THE DATA:
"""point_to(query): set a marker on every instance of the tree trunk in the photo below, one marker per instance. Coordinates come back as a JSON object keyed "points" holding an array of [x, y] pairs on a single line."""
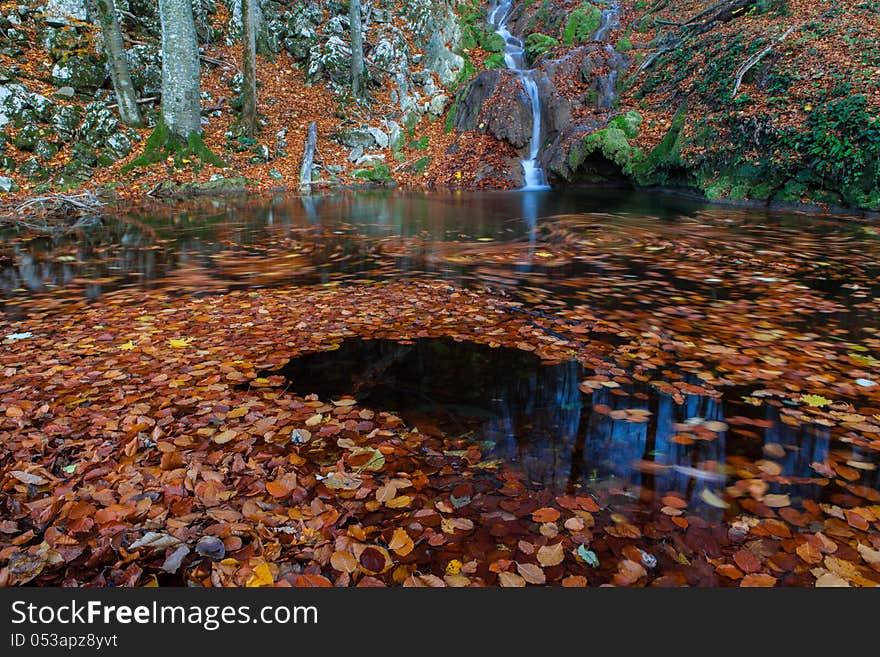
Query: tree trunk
{"points": [[126, 97], [249, 68], [305, 172], [357, 48], [180, 69]]}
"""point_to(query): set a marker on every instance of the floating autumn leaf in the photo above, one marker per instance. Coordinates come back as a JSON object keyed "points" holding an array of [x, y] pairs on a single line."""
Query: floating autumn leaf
{"points": [[367, 458], [830, 580], [453, 567], [588, 556], [262, 576], [342, 481], [712, 499], [225, 436], [551, 555], [344, 562], [546, 514], [373, 559], [776, 501], [277, 489], [758, 580], [531, 573], [28, 477], [510, 580], [402, 544], [871, 556]]}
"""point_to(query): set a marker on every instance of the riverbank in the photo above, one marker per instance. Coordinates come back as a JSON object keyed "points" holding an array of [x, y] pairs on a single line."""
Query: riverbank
{"points": [[770, 103]]}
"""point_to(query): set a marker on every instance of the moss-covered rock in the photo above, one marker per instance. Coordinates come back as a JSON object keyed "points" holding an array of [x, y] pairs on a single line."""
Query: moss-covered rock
{"points": [[581, 24]]}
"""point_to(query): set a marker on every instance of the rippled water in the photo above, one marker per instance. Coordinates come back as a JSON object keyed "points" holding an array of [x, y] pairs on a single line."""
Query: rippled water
{"points": [[635, 255]]}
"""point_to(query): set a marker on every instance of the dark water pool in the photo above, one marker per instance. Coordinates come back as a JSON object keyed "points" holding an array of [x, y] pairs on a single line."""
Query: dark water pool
{"points": [[536, 417], [749, 280]]}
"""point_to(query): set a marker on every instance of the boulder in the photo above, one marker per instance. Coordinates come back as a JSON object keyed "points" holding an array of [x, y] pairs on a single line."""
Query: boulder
{"points": [[8, 185], [438, 104], [380, 137], [470, 99], [81, 73], [65, 121], [352, 137], [63, 9], [507, 117]]}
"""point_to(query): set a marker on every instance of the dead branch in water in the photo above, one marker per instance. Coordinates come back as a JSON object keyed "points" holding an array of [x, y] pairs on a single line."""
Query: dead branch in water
{"points": [[55, 213], [754, 59]]}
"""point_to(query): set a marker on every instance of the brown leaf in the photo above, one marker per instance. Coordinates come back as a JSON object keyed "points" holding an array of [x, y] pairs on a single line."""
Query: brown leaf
{"points": [[532, 573], [551, 555]]}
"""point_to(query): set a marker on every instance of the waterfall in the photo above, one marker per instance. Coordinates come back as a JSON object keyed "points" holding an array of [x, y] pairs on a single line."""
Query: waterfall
{"points": [[610, 20], [514, 57]]}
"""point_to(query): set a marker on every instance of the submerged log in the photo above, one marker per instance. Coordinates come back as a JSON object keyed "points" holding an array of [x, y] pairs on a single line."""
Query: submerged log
{"points": [[305, 172]]}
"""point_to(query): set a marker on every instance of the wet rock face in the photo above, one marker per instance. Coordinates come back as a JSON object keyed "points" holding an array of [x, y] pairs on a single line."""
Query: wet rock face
{"points": [[63, 9], [494, 102]]}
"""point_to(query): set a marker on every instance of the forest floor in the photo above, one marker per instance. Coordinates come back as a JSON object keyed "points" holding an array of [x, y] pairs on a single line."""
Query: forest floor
{"points": [[144, 440]]}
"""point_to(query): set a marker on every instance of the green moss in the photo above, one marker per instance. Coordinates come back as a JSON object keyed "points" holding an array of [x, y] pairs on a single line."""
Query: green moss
{"points": [[379, 174], [612, 144], [664, 162], [495, 60], [581, 24], [162, 144], [624, 45], [537, 44], [421, 164], [628, 122]]}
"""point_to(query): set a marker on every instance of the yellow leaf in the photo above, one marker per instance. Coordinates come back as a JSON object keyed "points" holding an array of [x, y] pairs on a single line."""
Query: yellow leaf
{"points": [[399, 502], [551, 555], [402, 544], [712, 499], [453, 567], [262, 576]]}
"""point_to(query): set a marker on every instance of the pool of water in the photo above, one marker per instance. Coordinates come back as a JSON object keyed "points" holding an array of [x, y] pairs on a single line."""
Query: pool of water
{"points": [[536, 417], [672, 268]]}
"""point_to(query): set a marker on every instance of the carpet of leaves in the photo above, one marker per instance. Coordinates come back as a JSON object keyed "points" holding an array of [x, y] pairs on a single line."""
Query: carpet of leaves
{"points": [[145, 442]]}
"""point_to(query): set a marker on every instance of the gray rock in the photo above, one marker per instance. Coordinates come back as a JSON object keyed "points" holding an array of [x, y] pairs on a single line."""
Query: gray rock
{"points": [[98, 124], [65, 121], [396, 137], [338, 25], [380, 136], [79, 72], [470, 99], [438, 104], [391, 55], [370, 160], [45, 150], [352, 137], [76, 9], [331, 60], [27, 138], [118, 146], [211, 547]]}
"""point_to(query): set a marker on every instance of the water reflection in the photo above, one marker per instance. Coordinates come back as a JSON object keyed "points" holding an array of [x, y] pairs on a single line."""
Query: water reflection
{"points": [[535, 417]]}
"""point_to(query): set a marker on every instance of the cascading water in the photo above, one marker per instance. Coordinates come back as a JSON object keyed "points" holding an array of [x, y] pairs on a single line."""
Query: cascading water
{"points": [[610, 20], [514, 57]]}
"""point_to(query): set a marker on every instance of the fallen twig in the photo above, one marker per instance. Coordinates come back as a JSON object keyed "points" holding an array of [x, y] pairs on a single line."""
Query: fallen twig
{"points": [[754, 59]]}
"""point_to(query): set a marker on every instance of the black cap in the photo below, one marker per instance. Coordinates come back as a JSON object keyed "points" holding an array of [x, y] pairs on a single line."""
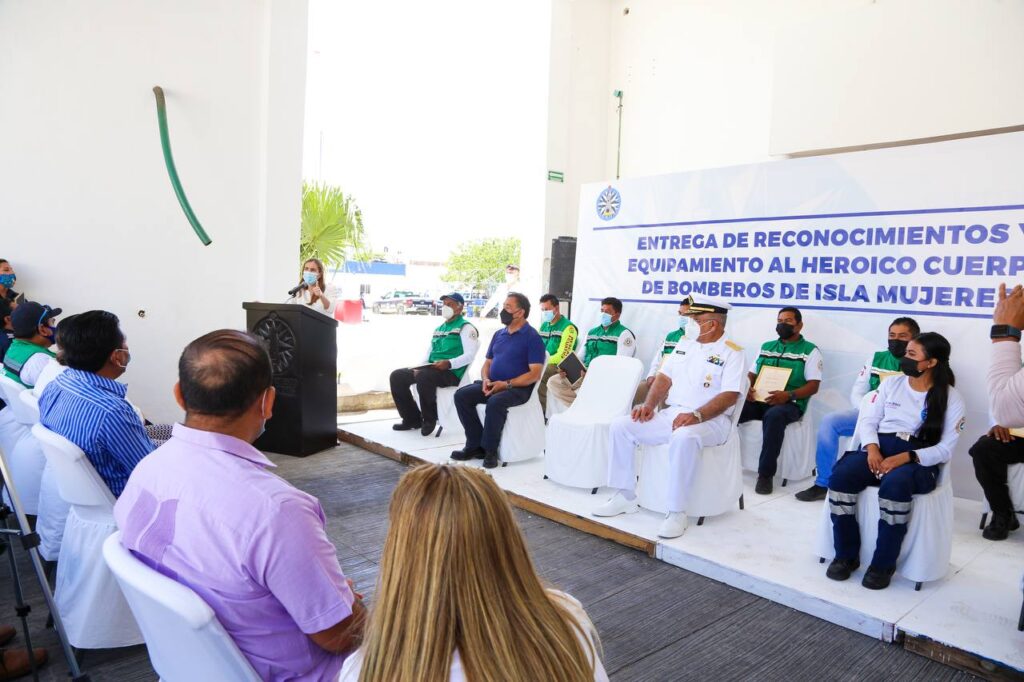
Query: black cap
{"points": [[29, 315]]}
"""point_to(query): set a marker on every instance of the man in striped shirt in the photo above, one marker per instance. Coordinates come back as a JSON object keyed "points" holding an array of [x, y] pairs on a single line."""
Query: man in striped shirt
{"points": [[86, 406]]}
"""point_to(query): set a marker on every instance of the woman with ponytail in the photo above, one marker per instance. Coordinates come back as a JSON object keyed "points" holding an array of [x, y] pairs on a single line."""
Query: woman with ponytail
{"points": [[906, 431], [458, 597]]}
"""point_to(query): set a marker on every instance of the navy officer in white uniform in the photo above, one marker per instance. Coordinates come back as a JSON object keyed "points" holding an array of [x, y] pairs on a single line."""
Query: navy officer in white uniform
{"points": [[700, 381]]}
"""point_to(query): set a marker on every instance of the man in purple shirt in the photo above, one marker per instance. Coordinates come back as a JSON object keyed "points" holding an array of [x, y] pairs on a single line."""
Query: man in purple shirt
{"points": [[205, 510]]}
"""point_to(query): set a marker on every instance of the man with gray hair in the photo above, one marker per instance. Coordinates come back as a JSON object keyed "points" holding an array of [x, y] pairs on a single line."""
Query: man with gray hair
{"points": [[700, 381]]}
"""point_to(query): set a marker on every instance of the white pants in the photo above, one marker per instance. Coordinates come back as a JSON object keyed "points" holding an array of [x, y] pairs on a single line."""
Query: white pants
{"points": [[685, 444]]}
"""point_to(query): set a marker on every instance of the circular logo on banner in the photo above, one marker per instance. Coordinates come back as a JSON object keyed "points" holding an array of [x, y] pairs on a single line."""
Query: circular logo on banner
{"points": [[608, 203]]}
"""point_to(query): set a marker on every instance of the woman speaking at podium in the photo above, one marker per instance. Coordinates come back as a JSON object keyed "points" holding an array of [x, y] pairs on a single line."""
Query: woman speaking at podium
{"points": [[312, 292]]}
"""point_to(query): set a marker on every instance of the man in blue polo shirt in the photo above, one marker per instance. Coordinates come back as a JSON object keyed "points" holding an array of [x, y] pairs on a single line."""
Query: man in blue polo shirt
{"points": [[514, 364]]}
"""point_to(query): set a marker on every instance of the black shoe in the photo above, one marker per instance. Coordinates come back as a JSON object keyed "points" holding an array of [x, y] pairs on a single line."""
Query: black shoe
{"points": [[840, 569], [813, 494], [1000, 525], [466, 454], [878, 579]]}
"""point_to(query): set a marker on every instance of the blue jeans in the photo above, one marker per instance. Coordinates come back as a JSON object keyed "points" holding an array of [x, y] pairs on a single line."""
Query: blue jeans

EXERCISE: From the listing above, copy all lines holding the word "below".

SOLUTION FOR THIS PROBLEM:
"""point_to(query): set a marker on every instance of the tree trunk in the photo below, one marker per instance. Coordinates come back as a JSON object keyed "points" holding an array of [x, y] pairs on a single line."""
"""point_to(query): set a marker on every instance of the black cap in the photo below, one marker per instance. Coordinates come back as a JSON object keyed "points" holding an array of [x, y] pairs on a single line."""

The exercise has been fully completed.